*EXERCISE AIM*: Update the lines that open with the one containing "Target: jersey sleeve" and close with the one containing "top-left (0, 207), bottom-right (38, 241)": write them out again with "pixel coordinates" replaced by "image coordinates" and nothing else changed.

*SOURCE DATA*:

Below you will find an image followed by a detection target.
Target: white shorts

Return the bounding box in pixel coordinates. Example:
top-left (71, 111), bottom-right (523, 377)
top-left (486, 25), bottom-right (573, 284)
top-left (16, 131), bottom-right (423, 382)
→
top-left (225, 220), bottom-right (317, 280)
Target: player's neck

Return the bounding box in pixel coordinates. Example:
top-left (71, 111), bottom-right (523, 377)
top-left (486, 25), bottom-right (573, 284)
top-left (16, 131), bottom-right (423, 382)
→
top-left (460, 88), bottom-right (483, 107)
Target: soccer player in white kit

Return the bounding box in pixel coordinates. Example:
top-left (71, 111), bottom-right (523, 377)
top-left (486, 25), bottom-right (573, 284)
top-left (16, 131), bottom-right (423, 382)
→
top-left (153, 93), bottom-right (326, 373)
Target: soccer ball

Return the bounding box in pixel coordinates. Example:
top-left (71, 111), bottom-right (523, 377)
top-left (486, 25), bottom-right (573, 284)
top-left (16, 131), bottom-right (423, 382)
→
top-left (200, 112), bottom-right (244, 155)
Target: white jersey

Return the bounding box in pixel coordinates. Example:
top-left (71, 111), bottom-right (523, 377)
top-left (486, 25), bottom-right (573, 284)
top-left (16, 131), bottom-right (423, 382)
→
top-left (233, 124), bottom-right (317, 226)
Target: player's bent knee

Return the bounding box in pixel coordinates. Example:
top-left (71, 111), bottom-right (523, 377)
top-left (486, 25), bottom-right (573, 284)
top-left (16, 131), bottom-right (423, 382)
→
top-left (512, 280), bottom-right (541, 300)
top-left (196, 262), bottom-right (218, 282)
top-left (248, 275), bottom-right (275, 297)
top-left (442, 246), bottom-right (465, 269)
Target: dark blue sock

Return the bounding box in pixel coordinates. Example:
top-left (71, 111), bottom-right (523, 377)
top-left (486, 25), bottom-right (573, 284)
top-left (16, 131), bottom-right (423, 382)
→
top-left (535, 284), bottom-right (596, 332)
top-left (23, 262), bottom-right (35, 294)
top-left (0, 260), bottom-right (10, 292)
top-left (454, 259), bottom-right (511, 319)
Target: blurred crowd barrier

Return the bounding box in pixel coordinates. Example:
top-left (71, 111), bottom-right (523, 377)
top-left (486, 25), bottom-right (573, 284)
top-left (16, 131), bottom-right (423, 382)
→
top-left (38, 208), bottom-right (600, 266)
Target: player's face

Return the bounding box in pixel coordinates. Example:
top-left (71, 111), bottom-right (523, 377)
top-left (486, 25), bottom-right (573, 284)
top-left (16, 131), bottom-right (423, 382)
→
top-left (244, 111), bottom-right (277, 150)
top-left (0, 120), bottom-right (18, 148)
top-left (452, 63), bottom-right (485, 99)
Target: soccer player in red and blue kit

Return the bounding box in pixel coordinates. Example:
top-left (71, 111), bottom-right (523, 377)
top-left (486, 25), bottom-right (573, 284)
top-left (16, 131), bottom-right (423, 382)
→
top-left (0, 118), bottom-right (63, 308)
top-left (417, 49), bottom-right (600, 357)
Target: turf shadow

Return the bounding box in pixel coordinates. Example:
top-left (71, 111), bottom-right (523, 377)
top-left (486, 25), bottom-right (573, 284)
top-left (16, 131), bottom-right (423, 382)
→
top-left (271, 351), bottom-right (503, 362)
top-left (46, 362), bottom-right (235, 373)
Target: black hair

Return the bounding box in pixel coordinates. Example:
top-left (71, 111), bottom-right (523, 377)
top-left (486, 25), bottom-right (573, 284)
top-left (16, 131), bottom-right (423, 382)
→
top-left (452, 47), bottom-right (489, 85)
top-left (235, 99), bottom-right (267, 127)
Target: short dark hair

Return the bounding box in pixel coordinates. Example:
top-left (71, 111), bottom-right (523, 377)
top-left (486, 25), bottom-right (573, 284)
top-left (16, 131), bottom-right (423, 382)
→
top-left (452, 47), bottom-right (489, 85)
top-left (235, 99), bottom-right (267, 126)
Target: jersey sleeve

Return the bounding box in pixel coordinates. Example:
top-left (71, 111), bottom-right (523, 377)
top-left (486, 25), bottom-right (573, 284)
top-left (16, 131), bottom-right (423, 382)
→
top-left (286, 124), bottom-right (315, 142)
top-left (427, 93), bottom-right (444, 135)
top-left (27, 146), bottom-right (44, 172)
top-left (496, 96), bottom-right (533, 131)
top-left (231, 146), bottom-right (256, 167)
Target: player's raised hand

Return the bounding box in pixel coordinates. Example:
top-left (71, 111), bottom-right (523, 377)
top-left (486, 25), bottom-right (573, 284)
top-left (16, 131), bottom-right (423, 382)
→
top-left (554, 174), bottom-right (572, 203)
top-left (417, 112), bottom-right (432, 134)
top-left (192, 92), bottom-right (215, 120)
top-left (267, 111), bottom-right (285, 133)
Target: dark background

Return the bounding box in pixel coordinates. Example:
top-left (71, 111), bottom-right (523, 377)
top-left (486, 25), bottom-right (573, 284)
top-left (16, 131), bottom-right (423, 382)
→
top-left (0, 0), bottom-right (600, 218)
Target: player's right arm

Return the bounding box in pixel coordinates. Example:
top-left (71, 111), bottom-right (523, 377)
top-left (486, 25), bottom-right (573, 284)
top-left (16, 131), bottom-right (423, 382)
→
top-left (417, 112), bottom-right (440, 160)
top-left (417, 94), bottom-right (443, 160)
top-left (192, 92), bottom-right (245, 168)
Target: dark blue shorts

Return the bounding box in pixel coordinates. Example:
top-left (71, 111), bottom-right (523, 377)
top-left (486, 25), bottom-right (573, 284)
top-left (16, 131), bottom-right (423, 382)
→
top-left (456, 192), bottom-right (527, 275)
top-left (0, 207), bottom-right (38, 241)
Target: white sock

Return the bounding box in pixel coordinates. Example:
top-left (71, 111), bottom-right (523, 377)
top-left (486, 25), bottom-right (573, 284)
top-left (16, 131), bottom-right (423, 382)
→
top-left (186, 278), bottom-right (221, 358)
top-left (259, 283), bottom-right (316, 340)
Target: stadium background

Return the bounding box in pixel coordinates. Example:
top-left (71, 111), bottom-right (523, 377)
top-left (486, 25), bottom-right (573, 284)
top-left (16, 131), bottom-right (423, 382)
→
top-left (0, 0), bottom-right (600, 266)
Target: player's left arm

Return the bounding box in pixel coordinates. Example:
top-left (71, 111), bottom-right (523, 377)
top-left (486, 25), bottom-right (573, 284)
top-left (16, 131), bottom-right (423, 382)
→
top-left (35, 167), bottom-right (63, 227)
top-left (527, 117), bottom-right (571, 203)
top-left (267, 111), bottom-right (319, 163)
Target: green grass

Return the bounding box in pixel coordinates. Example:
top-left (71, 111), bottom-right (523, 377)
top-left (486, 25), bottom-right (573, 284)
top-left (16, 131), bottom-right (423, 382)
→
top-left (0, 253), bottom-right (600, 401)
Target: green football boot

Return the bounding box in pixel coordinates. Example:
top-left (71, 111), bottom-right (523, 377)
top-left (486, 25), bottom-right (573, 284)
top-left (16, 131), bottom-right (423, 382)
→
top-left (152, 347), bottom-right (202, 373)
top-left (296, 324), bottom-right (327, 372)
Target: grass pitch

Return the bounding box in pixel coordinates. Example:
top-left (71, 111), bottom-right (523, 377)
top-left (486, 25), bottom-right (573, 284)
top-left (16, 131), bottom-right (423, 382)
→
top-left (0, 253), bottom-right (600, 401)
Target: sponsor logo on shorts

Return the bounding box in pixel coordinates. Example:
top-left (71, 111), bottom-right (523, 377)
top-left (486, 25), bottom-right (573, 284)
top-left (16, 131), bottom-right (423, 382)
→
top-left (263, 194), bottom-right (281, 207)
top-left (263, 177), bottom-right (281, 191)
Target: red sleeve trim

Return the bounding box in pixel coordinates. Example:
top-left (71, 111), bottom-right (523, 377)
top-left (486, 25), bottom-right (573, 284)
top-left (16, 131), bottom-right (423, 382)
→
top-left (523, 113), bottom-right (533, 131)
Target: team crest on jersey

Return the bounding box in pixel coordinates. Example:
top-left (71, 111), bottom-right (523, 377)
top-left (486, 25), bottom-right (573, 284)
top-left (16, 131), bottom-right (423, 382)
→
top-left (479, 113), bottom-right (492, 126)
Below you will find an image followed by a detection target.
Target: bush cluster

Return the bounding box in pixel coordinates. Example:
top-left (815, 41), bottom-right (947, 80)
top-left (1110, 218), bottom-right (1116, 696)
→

*TASK SOLUTION*:
Target: jersey sleeve

Return the bounding box in image coordinates. Example:
top-left (71, 111), bottom-right (523, 377)
top-left (486, 25), bottom-right (573, 284)
top-left (16, 131), bottom-right (423, 382)
→
top-left (286, 124), bottom-right (315, 142)
top-left (427, 93), bottom-right (444, 135)
top-left (27, 146), bottom-right (44, 172)
top-left (496, 96), bottom-right (533, 131)
top-left (231, 146), bottom-right (256, 167)
Target: player's raised hand

Return the bounding box in image coordinates. Example:
top-left (71, 111), bottom-right (523, 377)
top-left (486, 25), bottom-right (573, 284)
top-left (16, 131), bottom-right (423, 382)
→
top-left (554, 174), bottom-right (572, 203)
top-left (417, 112), bottom-right (432, 134)
top-left (192, 92), bottom-right (215, 120)
top-left (267, 111), bottom-right (285, 133)
Target: dark background

Return the bounding box in image coordinates. Example:
top-left (71, 111), bottom-right (523, 377)
top-left (486, 25), bottom-right (573, 284)
top-left (16, 131), bottom-right (423, 382)
→
top-left (0, 0), bottom-right (600, 218)
Target: player's right arm

Return the bounding box in image coordinates. Example:
top-left (71, 111), bottom-right (523, 377)
top-left (486, 25), bottom-right (573, 284)
top-left (16, 131), bottom-right (423, 382)
→
top-left (417, 112), bottom-right (440, 160)
top-left (417, 94), bottom-right (443, 160)
top-left (192, 92), bottom-right (245, 168)
Target: dark blue shorts

Return the bounding box in image coordinates. Example:
top-left (71, 111), bottom-right (523, 377)
top-left (486, 25), bottom-right (573, 284)
top-left (16, 131), bottom-right (423, 382)
→
top-left (456, 192), bottom-right (527, 275)
top-left (0, 207), bottom-right (38, 241)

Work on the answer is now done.